ACTIVITY - Would you filter the listing below so that only lines with the word "cascading" remain?
*** Begin section ***
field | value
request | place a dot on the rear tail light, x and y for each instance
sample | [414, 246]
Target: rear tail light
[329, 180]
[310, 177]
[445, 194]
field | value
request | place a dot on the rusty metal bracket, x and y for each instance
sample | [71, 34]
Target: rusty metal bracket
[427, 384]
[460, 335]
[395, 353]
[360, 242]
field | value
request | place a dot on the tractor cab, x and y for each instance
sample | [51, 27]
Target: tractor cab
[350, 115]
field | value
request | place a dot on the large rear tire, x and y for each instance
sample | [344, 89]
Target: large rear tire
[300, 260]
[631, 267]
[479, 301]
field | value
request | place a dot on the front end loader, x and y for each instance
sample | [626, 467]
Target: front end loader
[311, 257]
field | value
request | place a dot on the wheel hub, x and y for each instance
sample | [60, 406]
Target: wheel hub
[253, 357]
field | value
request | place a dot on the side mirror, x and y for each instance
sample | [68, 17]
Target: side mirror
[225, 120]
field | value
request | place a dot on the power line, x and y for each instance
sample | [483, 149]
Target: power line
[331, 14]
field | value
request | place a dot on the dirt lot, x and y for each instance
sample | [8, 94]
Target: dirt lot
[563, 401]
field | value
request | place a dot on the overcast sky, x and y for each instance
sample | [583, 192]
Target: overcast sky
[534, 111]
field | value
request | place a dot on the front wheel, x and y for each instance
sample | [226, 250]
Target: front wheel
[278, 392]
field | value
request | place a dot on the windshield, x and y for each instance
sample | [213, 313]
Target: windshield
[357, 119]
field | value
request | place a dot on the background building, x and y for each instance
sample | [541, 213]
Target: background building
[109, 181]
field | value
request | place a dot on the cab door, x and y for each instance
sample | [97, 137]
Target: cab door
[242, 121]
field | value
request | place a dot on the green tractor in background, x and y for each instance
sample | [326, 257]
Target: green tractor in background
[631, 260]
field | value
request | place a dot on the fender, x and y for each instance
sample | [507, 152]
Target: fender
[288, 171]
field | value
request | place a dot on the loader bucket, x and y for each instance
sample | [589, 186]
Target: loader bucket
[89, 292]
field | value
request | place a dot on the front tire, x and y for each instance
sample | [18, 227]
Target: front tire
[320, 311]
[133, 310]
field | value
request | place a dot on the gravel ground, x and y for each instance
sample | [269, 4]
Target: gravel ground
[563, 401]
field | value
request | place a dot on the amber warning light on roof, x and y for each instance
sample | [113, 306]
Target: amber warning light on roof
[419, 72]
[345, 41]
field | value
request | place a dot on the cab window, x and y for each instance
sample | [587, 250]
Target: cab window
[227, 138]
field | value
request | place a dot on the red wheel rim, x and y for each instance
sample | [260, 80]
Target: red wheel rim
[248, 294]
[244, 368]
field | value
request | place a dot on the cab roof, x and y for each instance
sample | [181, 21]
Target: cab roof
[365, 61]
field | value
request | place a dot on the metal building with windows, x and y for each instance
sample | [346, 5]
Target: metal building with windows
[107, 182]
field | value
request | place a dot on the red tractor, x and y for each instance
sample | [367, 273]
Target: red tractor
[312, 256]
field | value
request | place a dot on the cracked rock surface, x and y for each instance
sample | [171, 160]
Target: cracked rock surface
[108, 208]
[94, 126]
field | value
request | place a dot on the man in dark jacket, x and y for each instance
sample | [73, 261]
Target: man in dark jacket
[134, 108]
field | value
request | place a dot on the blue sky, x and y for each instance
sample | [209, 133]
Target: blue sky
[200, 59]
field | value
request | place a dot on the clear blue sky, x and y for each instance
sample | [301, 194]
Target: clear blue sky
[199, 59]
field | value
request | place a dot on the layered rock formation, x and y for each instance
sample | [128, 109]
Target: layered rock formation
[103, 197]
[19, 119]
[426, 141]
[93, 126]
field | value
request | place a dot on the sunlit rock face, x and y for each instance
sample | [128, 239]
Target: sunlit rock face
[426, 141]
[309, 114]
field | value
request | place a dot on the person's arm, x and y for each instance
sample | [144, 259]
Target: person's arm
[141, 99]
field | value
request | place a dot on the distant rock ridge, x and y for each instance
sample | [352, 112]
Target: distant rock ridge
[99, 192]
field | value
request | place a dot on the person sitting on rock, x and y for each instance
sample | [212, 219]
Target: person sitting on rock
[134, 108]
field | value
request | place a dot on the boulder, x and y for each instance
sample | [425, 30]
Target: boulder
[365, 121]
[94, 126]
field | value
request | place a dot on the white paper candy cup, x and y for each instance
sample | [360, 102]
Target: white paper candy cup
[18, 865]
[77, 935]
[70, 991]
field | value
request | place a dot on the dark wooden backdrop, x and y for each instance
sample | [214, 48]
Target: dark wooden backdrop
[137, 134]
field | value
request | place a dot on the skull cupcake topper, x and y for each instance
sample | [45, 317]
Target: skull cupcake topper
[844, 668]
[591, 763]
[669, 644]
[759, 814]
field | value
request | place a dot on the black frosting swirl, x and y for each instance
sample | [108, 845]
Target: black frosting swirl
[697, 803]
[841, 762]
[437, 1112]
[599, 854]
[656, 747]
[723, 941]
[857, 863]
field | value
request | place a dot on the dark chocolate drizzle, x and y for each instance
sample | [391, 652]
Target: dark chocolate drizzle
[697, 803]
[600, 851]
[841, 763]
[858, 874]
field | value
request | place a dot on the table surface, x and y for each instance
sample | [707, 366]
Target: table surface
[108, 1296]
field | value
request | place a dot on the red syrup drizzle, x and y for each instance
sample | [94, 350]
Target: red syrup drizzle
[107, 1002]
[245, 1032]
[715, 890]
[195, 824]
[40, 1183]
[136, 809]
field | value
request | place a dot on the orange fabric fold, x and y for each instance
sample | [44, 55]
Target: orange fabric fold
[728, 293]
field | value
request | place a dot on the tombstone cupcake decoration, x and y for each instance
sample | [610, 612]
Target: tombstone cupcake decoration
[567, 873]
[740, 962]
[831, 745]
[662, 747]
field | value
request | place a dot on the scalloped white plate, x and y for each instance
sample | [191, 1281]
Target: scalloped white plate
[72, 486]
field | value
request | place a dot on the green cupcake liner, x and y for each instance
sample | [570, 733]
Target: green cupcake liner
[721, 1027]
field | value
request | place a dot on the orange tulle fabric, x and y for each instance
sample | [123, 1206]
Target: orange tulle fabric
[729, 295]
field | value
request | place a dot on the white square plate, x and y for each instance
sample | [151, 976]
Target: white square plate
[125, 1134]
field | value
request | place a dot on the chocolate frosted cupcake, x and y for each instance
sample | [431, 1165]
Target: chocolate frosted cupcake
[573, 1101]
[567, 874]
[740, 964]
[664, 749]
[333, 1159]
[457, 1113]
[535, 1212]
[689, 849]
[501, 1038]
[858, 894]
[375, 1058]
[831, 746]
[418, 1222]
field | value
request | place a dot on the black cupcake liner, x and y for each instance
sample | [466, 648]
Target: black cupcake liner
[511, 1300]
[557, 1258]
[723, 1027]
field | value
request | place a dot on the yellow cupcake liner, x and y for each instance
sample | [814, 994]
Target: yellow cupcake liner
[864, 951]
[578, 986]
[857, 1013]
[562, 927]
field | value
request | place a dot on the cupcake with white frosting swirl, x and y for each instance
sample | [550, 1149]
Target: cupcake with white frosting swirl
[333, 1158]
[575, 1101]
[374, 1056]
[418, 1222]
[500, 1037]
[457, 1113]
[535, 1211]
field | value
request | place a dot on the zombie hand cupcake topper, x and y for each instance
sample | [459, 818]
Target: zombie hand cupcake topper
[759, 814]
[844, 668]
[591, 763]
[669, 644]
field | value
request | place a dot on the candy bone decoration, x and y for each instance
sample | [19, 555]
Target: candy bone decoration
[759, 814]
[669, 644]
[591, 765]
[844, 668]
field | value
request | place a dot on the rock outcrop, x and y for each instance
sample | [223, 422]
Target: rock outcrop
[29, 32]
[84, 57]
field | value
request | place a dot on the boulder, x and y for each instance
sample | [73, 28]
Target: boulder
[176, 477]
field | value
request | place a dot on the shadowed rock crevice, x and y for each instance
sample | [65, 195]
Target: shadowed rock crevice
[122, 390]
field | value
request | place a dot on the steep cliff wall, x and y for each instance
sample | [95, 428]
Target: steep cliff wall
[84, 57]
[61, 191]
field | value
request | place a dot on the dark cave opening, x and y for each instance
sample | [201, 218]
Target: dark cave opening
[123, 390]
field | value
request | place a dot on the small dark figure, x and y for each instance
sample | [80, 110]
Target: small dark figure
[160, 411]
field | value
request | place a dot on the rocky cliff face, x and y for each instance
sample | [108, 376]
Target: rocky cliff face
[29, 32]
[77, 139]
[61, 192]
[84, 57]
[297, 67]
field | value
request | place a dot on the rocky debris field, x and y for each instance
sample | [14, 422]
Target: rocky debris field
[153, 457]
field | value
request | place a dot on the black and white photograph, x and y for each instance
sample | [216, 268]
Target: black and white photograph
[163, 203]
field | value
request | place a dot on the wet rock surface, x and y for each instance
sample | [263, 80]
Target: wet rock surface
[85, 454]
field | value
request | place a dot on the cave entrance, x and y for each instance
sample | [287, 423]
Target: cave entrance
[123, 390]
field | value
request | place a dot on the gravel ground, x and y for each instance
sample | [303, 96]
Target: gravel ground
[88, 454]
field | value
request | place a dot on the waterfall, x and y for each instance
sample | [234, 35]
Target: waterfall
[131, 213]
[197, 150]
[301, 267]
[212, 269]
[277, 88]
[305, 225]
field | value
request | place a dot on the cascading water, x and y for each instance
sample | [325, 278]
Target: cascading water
*** End section ***
ANSWER BOX -
request | place a dot on the cascading water, x and y for each instance
Target: cascading water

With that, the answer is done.